- _Given exercise_
Retype the records below exactly as they appear, but leave out any pictures.

-- start of Records for the exercise --

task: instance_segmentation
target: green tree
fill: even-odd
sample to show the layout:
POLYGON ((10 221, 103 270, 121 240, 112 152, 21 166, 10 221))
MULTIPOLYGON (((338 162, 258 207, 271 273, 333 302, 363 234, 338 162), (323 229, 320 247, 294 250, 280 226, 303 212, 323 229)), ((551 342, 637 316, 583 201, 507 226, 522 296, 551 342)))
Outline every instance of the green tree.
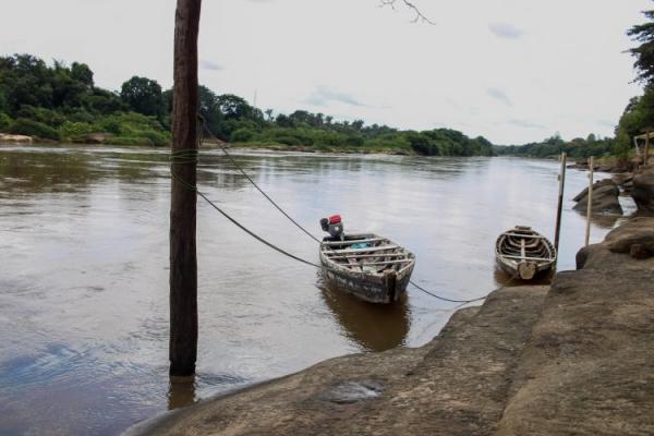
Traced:
POLYGON ((75 82, 82 83, 89 88, 93 88, 93 71, 86 63, 73 62, 71 65, 71 78, 75 82))
POLYGON ((166 102, 161 86, 147 77, 133 76, 122 84, 120 98, 135 112, 161 118, 166 102))
POLYGON ((654 11, 643 11, 649 22, 638 24, 627 31, 640 46, 629 50, 635 58, 633 66, 638 71, 637 80, 652 83, 654 81, 654 11))

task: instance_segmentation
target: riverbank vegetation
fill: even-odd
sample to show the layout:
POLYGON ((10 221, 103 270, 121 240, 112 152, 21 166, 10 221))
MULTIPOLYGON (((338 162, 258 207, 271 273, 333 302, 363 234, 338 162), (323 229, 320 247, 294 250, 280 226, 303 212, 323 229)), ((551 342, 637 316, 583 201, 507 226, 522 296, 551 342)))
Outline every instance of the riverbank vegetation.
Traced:
MULTIPOLYGON (((55 142, 109 142, 165 146, 170 143, 172 90, 134 76, 120 92, 95 86, 84 63, 50 66, 29 55, 0 58, 0 132, 55 142)), ((493 144, 450 129, 400 131, 336 121, 323 113, 262 111, 245 99, 201 86, 199 112, 205 136, 244 147, 319 152, 489 156, 493 144)))
POLYGON ((613 137, 598 137, 590 134, 586 138, 564 141, 555 135, 540 143, 524 145, 498 146, 498 155, 556 157, 561 153, 578 159, 594 156, 621 162, 633 157, 633 137, 647 130, 654 131, 654 10, 644 11, 647 20, 627 31, 627 34, 639 45, 629 50, 635 58, 637 81, 644 85, 643 94, 629 100, 620 117, 613 137))

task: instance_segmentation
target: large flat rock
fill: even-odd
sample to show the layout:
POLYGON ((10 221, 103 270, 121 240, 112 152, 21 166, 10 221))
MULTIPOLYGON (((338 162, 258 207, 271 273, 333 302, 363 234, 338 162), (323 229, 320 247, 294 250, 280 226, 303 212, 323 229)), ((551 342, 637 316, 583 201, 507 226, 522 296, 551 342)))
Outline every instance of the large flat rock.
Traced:
POLYGON ((484 435, 546 287, 494 292, 420 349, 337 358, 165 416, 153 435, 484 435))
POLYGON ((524 349, 497 435, 654 435, 654 219, 614 230, 559 274, 524 349))

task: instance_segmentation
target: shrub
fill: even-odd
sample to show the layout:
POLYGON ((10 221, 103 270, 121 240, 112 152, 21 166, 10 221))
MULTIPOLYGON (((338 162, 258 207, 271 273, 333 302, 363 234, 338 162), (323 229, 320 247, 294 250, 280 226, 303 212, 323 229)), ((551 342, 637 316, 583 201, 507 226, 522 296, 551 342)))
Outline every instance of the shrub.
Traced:
POLYGON ((59 128, 61 137, 77 137, 93 132, 90 124, 66 121, 59 128))
POLYGON ((110 142, 111 142, 111 144, 114 144, 114 145, 148 145, 148 146, 155 145, 147 137, 134 137, 134 136, 117 136, 117 137, 112 138, 110 142))
POLYGON ((275 142, 286 145, 301 145, 300 140, 293 136, 279 136, 275 138, 275 142))
POLYGON ((0 132, 7 132, 11 125, 11 118, 4 112, 0 112, 0 132))
POLYGON ((239 129, 232 132, 230 141, 232 143, 246 143, 254 138, 254 132, 250 129, 239 129))
POLYGON ((46 108, 35 108, 34 106, 21 106, 21 109, 16 112, 16 118, 37 121, 51 128, 59 128, 65 122, 65 117, 61 113, 46 108))
POLYGON ((27 120, 24 118, 19 118, 11 124, 10 133, 27 136, 37 136, 44 140, 61 140, 61 135, 59 134, 59 132, 50 128, 49 125, 39 123, 38 121, 27 120))
POLYGON ((153 143, 153 145, 157 147, 165 147, 167 145, 170 145, 171 140, 169 134, 155 132, 154 130, 143 132, 141 137, 148 140, 150 143, 153 143))

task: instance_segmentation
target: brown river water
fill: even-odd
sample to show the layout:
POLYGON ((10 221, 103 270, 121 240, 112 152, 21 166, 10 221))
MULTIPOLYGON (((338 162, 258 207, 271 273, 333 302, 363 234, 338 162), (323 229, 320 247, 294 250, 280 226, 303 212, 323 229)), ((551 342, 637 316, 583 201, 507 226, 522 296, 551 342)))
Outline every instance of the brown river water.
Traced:
MULTIPOLYGON (((235 152, 234 152, 235 153, 235 152)), ((553 238, 556 161, 235 153, 299 222, 343 216, 417 257, 413 279, 452 299, 506 282, 494 241, 517 223, 553 238)), ((201 189, 281 247, 317 262, 218 150, 201 189)), ((601 175, 602 177, 602 175, 601 175)), ((559 270, 574 268, 584 217, 568 171, 559 270)), ((114 435, 168 409, 353 352, 429 341, 456 305, 415 289, 375 306, 327 287, 198 199, 199 351, 194 384, 168 380, 166 150, 0 146, 0 434, 114 435)), ((626 213, 633 205, 623 199, 626 213)), ((618 222, 597 217, 592 241, 618 222)))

-- end of Records for the exercise --

- _Written solution_
task: instance_segmentation
target: green tree
fill: even-odd
sample to show the layout:
POLYGON ((10 221, 103 270, 121 240, 112 152, 21 166, 10 221))
MULTIPOLYGON (((338 162, 258 207, 271 273, 333 302, 363 234, 338 162), (323 229, 320 247, 294 250, 280 226, 303 212, 323 229)), ((551 342, 637 316, 583 201, 507 226, 522 296, 551 342)))
Outline every instance of the green tree.
Traced:
POLYGON ((75 82, 82 83, 89 88, 93 88, 93 71, 86 63, 73 62, 71 65, 71 78, 75 82))
POLYGON ((166 102, 161 86, 147 77, 133 76, 122 84, 120 98, 135 112, 161 118, 166 102))
POLYGON ((654 11, 643 11, 649 22, 638 24, 627 31, 640 46, 629 50, 635 58, 633 66, 638 71, 637 80, 652 83, 654 81, 654 11))

task: instance_segmentation
target: riverbank vegetation
fill: even-odd
sample to show the layout:
POLYGON ((10 221, 103 270, 121 240, 112 152, 21 166, 10 221))
MULTIPOLYGON (((338 162, 258 207, 271 273, 333 302, 363 234, 338 162), (323 229, 320 247, 294 250, 280 226, 303 212, 323 229)), ((551 342, 637 316, 583 201, 507 226, 522 296, 551 342)))
Outline every instance of the riverbank vegetation.
Traced:
MULTIPOLYGON (((55 142, 109 142, 165 146, 170 143, 172 90, 134 76, 120 92, 95 86, 84 63, 50 66, 29 55, 0 58, 0 132, 55 142)), ((493 144, 450 129, 400 131, 336 121, 323 113, 262 111, 245 99, 201 86, 199 112, 205 136, 244 147, 319 152, 489 156, 493 144)))
POLYGON ((613 137, 598 137, 590 134, 586 138, 564 141, 555 135, 540 143, 524 145, 498 146, 498 155, 556 157, 561 153, 578 159, 594 156, 621 162, 633 157, 633 137, 647 130, 654 131, 654 10, 644 11, 647 20, 627 31, 627 34, 639 45, 629 50, 635 58, 637 81, 644 85, 643 94, 629 100, 620 117, 613 137))

task: instance_segmentation
target: large flat rock
fill: even-odd
sample to show the layout:
POLYGON ((10 221, 103 270, 121 240, 112 152, 21 166, 10 221))
MULTIPOLYGON (((338 162, 258 207, 271 273, 333 302, 363 234, 338 162), (323 229, 320 247, 294 250, 280 226, 303 212, 323 229)), ((551 342, 637 316, 583 201, 507 226, 522 296, 551 342)))
Outline every instance of the large flat rock.
Traced:
POLYGON ((484 435, 546 287, 494 292, 420 349, 337 358, 165 416, 153 435, 484 435))
POLYGON ((524 349, 497 435, 654 435, 654 219, 614 230, 559 274, 524 349))

task: instance_segmentation
target: shrub
fill: even-odd
sample to show the layout:
POLYGON ((10 221, 103 270, 121 240, 112 152, 21 166, 10 221))
MULTIPOLYGON (((338 162, 258 207, 271 273, 333 302, 363 234, 338 162), (323 229, 320 247, 294 250, 280 226, 303 212, 323 229)), ((551 342, 637 316, 583 201, 507 226, 522 296, 551 342)))
Outline every instance of the shrub.
Traced:
POLYGON ((59 128, 61 137, 77 137, 93 132, 90 124, 66 121, 59 128))
POLYGON ((110 142, 111 142, 111 144, 114 144, 114 145, 148 145, 148 146, 155 145, 147 137, 134 137, 134 136, 117 136, 117 137, 112 138, 110 142))
POLYGON ((275 142, 286 145, 301 145, 300 140, 293 136, 279 136, 275 138, 275 142))
POLYGON ((0 132, 7 132, 11 125, 11 118, 4 112, 0 112, 0 132))
POLYGON ((239 129, 232 132, 230 141, 232 143, 246 143, 254 138, 254 132, 250 129, 239 129))
POLYGON ((46 108, 35 108, 34 106, 21 106, 21 109, 16 112, 16 118, 37 121, 51 128, 59 128, 65 122, 65 117, 61 113, 46 108))
POLYGON ((27 120, 24 118, 19 118, 11 124, 10 133, 27 136, 37 136, 44 140, 61 140, 61 135, 59 134, 59 132, 50 128, 49 125, 39 123, 38 121, 27 120))
POLYGON ((153 143, 153 145, 157 147, 165 147, 167 145, 170 145, 171 140, 169 134, 155 132, 154 130, 143 132, 141 137, 148 140, 150 143, 153 143))

task: instance_segmentation
target: brown river water
fill: even-odd
sample to show the layout:
POLYGON ((10 221, 103 270, 121 240, 112 152, 21 166, 10 221))
MULTIPOLYGON (((338 162, 258 207, 271 273, 333 302, 363 234, 338 162), (323 229, 320 247, 294 250, 280 226, 303 212, 323 229)), ((551 342, 637 316, 583 201, 507 226, 522 296, 551 342)))
Outline every instance of the brown river water.
Traced:
MULTIPOLYGON (((235 152, 234 152, 235 153, 235 152)), ((553 238, 556 161, 235 153, 299 222, 343 216, 417 257, 413 279, 452 299, 506 282, 494 241, 517 223, 553 238)), ((201 189, 281 247, 317 262, 218 150, 201 189)), ((601 175, 602 177, 602 175, 601 175)), ((559 270, 574 268, 584 217, 568 171, 559 270)), ((114 435, 168 409, 353 352, 429 341, 456 305, 415 289, 375 306, 327 287, 198 199, 199 351, 194 384, 168 380, 166 150, 0 146, 0 434, 114 435)), ((626 213, 633 205, 623 199, 626 213)), ((618 222, 597 217, 592 241, 618 222)))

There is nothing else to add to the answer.